Work required: Every line from the one with "the dark blue" to the end of the data needs to be copied exactly, and no line before it.

.....

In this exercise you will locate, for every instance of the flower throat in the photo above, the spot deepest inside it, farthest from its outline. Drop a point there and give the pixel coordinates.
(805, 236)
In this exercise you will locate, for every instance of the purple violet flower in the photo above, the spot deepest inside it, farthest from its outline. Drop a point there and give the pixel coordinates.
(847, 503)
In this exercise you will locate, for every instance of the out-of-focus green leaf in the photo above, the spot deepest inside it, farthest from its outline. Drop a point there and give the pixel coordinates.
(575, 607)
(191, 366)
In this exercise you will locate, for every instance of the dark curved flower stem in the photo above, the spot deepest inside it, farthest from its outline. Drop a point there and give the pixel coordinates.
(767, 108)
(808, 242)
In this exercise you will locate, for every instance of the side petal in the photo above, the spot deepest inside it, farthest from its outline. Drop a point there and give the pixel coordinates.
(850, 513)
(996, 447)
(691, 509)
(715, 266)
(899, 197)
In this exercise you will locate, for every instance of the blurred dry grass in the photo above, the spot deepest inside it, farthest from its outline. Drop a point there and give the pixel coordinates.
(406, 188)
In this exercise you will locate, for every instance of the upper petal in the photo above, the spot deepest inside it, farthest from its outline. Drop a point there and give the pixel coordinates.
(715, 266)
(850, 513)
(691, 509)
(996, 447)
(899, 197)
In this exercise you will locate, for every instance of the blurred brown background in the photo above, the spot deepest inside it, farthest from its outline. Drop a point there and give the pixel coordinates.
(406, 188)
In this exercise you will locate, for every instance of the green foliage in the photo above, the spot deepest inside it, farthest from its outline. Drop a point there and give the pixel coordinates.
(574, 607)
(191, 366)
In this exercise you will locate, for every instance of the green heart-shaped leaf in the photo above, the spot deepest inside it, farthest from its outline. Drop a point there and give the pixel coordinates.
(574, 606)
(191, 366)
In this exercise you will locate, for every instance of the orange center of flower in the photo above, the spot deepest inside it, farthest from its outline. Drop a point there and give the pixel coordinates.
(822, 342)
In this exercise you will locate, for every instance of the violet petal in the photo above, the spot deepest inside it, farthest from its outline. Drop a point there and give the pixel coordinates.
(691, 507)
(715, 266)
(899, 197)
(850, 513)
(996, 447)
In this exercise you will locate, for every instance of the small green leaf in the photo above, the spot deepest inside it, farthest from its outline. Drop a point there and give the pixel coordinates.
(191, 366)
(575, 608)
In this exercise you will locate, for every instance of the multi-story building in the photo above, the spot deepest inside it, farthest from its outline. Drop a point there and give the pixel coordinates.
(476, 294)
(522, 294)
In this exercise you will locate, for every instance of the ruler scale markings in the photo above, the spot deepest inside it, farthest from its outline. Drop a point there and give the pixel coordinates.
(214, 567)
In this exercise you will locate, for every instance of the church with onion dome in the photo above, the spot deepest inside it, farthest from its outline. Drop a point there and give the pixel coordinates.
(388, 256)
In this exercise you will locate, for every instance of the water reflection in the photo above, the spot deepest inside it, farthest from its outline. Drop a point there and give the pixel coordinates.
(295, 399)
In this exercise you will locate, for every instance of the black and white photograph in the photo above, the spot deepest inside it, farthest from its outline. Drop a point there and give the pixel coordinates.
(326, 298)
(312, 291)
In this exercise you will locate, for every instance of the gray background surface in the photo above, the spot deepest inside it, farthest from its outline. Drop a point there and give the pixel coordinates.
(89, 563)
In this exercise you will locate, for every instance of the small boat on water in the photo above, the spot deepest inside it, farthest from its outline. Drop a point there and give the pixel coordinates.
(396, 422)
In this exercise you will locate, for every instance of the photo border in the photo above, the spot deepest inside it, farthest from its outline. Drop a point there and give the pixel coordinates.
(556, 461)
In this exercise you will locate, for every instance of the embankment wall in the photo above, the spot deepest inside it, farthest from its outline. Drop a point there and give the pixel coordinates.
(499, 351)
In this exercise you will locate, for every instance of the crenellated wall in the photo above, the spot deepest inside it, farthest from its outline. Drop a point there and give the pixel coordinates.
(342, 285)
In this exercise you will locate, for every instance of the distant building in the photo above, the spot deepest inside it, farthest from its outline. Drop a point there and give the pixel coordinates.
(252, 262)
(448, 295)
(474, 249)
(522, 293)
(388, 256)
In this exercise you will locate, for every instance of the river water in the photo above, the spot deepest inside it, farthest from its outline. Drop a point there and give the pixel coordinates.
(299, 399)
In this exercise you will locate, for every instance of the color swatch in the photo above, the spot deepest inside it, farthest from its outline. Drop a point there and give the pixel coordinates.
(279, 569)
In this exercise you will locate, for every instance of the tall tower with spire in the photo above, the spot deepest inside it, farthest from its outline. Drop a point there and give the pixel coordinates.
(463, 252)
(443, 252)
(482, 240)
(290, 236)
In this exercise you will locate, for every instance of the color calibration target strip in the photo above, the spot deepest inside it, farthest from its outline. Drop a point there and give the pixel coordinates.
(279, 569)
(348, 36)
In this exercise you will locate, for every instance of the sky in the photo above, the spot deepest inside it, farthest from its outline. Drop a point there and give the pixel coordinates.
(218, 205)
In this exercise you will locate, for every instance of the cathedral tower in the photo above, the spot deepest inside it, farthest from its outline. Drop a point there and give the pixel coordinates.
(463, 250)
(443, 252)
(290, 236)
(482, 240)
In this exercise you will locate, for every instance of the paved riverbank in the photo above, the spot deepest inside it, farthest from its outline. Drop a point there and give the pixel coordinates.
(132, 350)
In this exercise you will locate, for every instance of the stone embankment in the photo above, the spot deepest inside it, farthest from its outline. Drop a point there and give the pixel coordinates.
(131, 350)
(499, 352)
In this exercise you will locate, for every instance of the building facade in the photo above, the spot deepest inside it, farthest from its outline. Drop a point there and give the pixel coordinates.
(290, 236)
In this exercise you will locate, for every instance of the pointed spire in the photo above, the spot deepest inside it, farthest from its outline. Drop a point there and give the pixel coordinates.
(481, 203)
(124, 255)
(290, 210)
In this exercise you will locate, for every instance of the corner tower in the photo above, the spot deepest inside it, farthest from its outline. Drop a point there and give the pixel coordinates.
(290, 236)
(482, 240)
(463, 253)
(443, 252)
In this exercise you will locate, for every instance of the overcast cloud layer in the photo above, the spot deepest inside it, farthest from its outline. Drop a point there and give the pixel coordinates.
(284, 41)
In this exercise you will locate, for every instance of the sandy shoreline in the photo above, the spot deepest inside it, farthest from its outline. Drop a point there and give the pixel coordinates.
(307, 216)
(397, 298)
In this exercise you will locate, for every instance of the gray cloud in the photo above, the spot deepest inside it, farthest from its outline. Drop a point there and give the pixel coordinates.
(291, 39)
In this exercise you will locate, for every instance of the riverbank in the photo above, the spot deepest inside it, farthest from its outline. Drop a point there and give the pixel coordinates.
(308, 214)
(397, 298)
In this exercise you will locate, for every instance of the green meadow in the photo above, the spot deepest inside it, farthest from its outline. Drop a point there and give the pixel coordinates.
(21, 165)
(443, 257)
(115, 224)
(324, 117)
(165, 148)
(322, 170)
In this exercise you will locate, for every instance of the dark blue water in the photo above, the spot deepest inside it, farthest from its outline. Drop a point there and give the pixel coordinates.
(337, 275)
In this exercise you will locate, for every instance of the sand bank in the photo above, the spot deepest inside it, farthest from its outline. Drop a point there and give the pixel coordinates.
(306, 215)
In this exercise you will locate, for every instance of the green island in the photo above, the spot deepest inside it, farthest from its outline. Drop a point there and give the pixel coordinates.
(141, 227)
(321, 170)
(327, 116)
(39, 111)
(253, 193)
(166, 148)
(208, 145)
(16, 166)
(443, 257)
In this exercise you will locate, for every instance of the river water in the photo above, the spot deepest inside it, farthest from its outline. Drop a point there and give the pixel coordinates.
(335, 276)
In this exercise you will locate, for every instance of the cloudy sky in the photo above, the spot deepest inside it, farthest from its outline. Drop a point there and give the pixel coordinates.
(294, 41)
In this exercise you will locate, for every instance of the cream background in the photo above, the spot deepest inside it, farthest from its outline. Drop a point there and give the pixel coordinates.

.....

Task result:
In this exercise you will locate, for every instance of the dark blue water in the photo above, the spot deepest inside it, farthest from its outline. Drop a point there and give the pixel coordinates.
(337, 275)
In this exercise you will locate, for every instance of the sand bank in the photo above, the spot deepest inside it, farthest from its outline. Drop a point there and give the pixel coordinates.
(306, 215)
In this exercise you will locate, for every instance of the green island in the photo above, the spot deepest inside it, farthest from its outline. Drop a point there and give the pixel coordinates.
(141, 227)
(321, 170)
(327, 116)
(39, 111)
(253, 193)
(166, 148)
(208, 145)
(16, 166)
(443, 257)
In this exercise you will locate, for every instance of the river water in the photo above, the spot deepest inside it, farthest from its outline. Drop a point there and give the pixel coordinates.
(335, 276)
In this exercise you will locate, for every instance of the cloudy sky in the photo above, the spot deepest inside it, farthest from its outline. Drop a point there and give the pixel coordinates.
(294, 41)
In this exercise you will locate, for every instance of the cream background in the photo above, the spot deepest inside it, farthest from its outline. Drop a point there and give the pixel coordinates.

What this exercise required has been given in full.